PROBLEM STATEMENT — Your task is to write out exactly the lines from the line containing "Give one point for each instance of the airplane in" through the end of the records, inclusive at both ends.

MATERIAL FOR THE TASK —

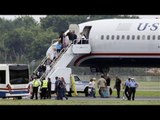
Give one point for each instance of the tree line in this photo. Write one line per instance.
(24, 39)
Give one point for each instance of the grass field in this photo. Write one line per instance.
(147, 91)
(78, 102)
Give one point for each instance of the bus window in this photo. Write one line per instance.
(19, 74)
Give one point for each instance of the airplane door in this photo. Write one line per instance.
(86, 31)
(74, 27)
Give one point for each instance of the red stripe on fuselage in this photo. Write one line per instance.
(115, 54)
(14, 89)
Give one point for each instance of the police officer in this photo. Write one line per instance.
(133, 85)
(118, 86)
(127, 87)
(44, 86)
(36, 84)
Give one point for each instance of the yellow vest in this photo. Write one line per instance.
(35, 83)
(45, 83)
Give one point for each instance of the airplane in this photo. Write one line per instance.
(111, 43)
(114, 43)
(120, 43)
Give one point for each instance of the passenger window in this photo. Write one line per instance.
(107, 37)
(143, 37)
(138, 37)
(102, 37)
(133, 37)
(148, 37)
(153, 37)
(117, 37)
(112, 37)
(123, 37)
(76, 78)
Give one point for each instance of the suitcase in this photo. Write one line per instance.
(105, 93)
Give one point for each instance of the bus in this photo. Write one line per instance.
(14, 80)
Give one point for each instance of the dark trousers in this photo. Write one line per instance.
(59, 94)
(35, 92)
(64, 92)
(44, 93)
(118, 91)
(126, 91)
(132, 93)
(49, 94)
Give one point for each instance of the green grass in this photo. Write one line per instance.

EXERCISE SOLUTION —
Give one point for each instance of the airplane in this photo. Write one line per instance.
(111, 43)
(114, 43)
(120, 43)
Give one point for each instance of the passenger window in this photo. Write one line per instance.
(107, 37)
(143, 37)
(138, 37)
(102, 37)
(133, 37)
(148, 37)
(153, 37)
(117, 37)
(112, 37)
(123, 37)
(76, 78)
Give one point for each instance of the suitcase in this photo. Write one line per instance.
(105, 93)
Give one point for each instance of the bus in this photo. Write one line per instance.
(14, 80)
Give one point for each instance of the dark trousers in this photo. Write one line per instance.
(59, 94)
(35, 92)
(64, 92)
(44, 93)
(118, 91)
(126, 91)
(132, 93)
(49, 94)
Give one point for each instance of the green grass in this photo. Write one line per instance.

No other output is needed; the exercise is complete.